Doctors call for alcohol price hike

LONDON - Senior doctors said on Friday the government should raise the price of alcohol as part of a series of tough measures to cut the harm caused by excessive drinking.

Ian Gilmore, President of the Royal College of Physicians and Nick Sheron, a liver specialist at Southampton University Hospital, said attempts to change people's behaviour through education or public information had not worked.

Writing in the Christmas issue of the BMJ magazine, they said raising prices, banning alcohol advertising and reducing its availability should be considered instead.

"To suggest, as producers and retailers do, that increasing the price of alcohol would not reduce alcohol-related harm goes against the evidence and the fundamental principles of marketing -- product, price, promotion, and place," they wrote.

"How many more lives will be damaged by alcohol in the UK before our governments decide to tackle the problem with measures that are likely to work?"

The doctors argued that figures showed that alcohol was a major health and social problem.

**DATASET RECORDS:**
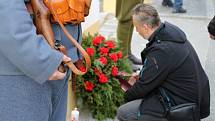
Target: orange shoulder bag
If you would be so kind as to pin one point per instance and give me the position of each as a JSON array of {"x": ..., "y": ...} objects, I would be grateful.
[{"x": 68, "y": 11}]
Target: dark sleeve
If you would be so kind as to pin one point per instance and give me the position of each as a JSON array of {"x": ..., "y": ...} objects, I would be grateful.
[
  {"x": 154, "y": 72},
  {"x": 20, "y": 44}
]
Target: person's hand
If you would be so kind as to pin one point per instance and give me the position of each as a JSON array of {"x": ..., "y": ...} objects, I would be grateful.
[
  {"x": 57, "y": 75},
  {"x": 73, "y": 119},
  {"x": 66, "y": 58}
]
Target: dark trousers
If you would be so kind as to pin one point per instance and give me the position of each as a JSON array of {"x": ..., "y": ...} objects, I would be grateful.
[{"x": 130, "y": 112}]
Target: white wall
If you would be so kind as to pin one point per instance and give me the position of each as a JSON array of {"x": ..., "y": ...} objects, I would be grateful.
[{"x": 94, "y": 15}]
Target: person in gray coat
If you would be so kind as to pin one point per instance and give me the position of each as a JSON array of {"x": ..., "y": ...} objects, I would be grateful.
[{"x": 28, "y": 66}]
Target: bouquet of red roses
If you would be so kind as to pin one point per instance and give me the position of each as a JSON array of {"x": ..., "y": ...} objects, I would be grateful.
[{"x": 99, "y": 89}]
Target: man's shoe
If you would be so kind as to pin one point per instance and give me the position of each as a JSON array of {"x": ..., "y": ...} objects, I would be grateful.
[
  {"x": 134, "y": 59},
  {"x": 135, "y": 67},
  {"x": 167, "y": 3},
  {"x": 181, "y": 10}
]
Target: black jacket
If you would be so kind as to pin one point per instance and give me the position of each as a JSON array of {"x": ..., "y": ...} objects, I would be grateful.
[{"x": 171, "y": 62}]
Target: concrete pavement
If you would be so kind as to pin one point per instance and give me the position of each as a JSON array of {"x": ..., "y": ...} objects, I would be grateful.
[{"x": 193, "y": 23}]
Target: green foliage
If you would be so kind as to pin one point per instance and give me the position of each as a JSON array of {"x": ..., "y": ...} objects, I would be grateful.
[{"x": 101, "y": 96}]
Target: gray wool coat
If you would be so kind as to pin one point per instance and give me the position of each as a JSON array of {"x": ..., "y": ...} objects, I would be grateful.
[{"x": 26, "y": 62}]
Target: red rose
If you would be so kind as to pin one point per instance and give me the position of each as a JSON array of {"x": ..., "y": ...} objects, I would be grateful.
[
  {"x": 110, "y": 44},
  {"x": 103, "y": 78},
  {"x": 104, "y": 50},
  {"x": 89, "y": 86},
  {"x": 82, "y": 68},
  {"x": 115, "y": 71},
  {"x": 103, "y": 60},
  {"x": 97, "y": 71},
  {"x": 114, "y": 57},
  {"x": 120, "y": 55},
  {"x": 98, "y": 40},
  {"x": 90, "y": 51}
]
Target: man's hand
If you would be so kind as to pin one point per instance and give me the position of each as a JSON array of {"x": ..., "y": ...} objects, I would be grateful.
[{"x": 57, "y": 75}]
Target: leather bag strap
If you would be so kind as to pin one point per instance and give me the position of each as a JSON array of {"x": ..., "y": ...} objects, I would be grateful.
[{"x": 80, "y": 48}]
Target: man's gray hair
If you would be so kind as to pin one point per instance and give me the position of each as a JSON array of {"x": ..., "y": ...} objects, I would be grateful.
[{"x": 146, "y": 14}]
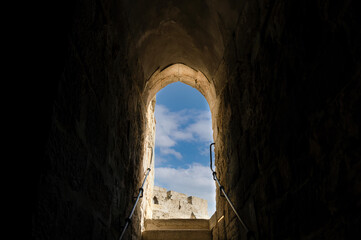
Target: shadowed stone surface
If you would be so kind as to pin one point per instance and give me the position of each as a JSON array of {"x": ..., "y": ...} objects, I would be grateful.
[{"x": 286, "y": 77}]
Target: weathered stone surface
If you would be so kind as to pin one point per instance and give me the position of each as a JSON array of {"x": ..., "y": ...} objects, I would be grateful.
[
  {"x": 171, "y": 204},
  {"x": 286, "y": 79}
]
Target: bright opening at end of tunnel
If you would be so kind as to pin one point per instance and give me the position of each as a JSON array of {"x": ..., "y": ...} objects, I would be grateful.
[{"x": 183, "y": 136}]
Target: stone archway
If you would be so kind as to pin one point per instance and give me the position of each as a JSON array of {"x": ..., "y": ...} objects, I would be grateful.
[{"x": 160, "y": 79}]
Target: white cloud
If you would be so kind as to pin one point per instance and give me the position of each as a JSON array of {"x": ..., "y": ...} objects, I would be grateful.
[
  {"x": 185, "y": 125},
  {"x": 196, "y": 180},
  {"x": 169, "y": 151}
]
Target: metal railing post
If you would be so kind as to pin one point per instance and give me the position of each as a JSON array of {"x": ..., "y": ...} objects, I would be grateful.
[
  {"x": 214, "y": 174},
  {"x": 140, "y": 195}
]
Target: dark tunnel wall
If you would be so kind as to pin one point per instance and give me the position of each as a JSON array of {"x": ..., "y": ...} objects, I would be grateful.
[
  {"x": 288, "y": 146},
  {"x": 94, "y": 129}
]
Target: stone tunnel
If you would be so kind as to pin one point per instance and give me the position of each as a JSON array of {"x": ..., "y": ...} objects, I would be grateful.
[{"x": 283, "y": 82}]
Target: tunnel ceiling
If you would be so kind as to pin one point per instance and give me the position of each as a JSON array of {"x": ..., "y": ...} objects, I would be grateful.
[{"x": 190, "y": 32}]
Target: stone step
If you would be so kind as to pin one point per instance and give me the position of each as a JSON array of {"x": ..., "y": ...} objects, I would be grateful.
[
  {"x": 178, "y": 224},
  {"x": 190, "y": 234}
]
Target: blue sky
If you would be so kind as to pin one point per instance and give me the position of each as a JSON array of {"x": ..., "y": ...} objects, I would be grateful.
[{"x": 183, "y": 135}]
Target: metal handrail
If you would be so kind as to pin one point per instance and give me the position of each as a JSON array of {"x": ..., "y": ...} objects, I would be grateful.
[
  {"x": 249, "y": 233},
  {"x": 140, "y": 195}
]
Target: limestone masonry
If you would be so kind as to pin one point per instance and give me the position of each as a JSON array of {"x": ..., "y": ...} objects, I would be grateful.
[{"x": 170, "y": 204}]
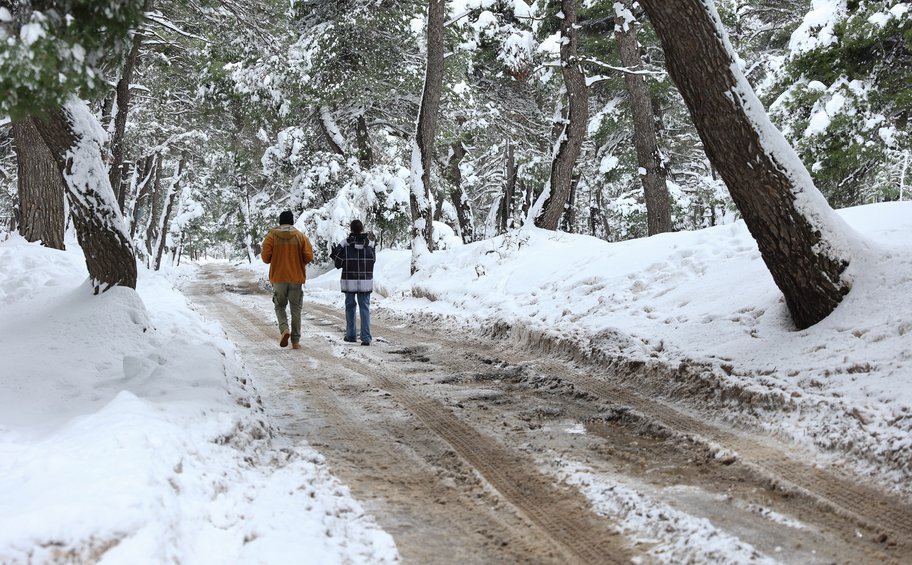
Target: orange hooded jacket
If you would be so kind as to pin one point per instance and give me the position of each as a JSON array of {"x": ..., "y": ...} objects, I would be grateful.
[{"x": 287, "y": 251}]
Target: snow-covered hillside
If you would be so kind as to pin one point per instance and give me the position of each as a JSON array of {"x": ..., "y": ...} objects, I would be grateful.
[
  {"x": 705, "y": 299},
  {"x": 129, "y": 429}
]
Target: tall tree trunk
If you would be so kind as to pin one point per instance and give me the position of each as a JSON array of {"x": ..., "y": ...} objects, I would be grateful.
[
  {"x": 41, "y": 188},
  {"x": 155, "y": 206},
  {"x": 506, "y": 203},
  {"x": 652, "y": 170},
  {"x": 805, "y": 245},
  {"x": 568, "y": 220},
  {"x": 547, "y": 212},
  {"x": 73, "y": 136},
  {"x": 362, "y": 138},
  {"x": 173, "y": 191},
  {"x": 420, "y": 200},
  {"x": 123, "y": 108},
  {"x": 458, "y": 195}
]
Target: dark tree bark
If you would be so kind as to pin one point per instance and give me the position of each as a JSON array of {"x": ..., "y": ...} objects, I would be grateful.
[
  {"x": 93, "y": 207},
  {"x": 362, "y": 138},
  {"x": 169, "y": 207},
  {"x": 122, "y": 91},
  {"x": 505, "y": 214},
  {"x": 571, "y": 138},
  {"x": 802, "y": 241},
  {"x": 330, "y": 130},
  {"x": 156, "y": 203},
  {"x": 658, "y": 202},
  {"x": 458, "y": 195},
  {"x": 420, "y": 196},
  {"x": 41, "y": 188},
  {"x": 145, "y": 169},
  {"x": 568, "y": 220}
]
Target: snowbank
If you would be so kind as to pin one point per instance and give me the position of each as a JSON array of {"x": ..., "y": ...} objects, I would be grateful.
[
  {"x": 696, "y": 317},
  {"x": 130, "y": 433}
]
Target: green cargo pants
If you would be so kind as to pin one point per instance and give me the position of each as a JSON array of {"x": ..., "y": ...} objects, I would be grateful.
[{"x": 284, "y": 294}]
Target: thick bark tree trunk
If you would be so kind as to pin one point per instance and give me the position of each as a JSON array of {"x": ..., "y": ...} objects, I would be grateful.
[
  {"x": 166, "y": 216},
  {"x": 144, "y": 182},
  {"x": 458, "y": 195},
  {"x": 41, "y": 188},
  {"x": 362, "y": 138},
  {"x": 156, "y": 203},
  {"x": 93, "y": 207},
  {"x": 420, "y": 200},
  {"x": 557, "y": 191},
  {"x": 568, "y": 220},
  {"x": 658, "y": 202},
  {"x": 331, "y": 131},
  {"x": 122, "y": 91},
  {"x": 805, "y": 245},
  {"x": 506, "y": 203}
]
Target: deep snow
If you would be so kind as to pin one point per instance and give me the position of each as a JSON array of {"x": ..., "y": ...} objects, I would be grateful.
[
  {"x": 705, "y": 298},
  {"x": 128, "y": 422},
  {"x": 129, "y": 430}
]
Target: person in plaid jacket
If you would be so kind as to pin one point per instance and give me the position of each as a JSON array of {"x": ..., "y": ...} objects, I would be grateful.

**ASSIGNED TASK:** Shorten the paragraph of the alcohol pricing article that begins "Ian Gilmore, President of" to one brief sentence that keeps its main facts. Rely only on the article about alcohol pricing, not on the rows.

**RESULT OF THIS EXERCISE:** Ian Gilmore, President of the Royal College of Physicians, and Nick Sheron, a Southampton University Hospital liver specialist, said education and public information had failed to change people's behavior.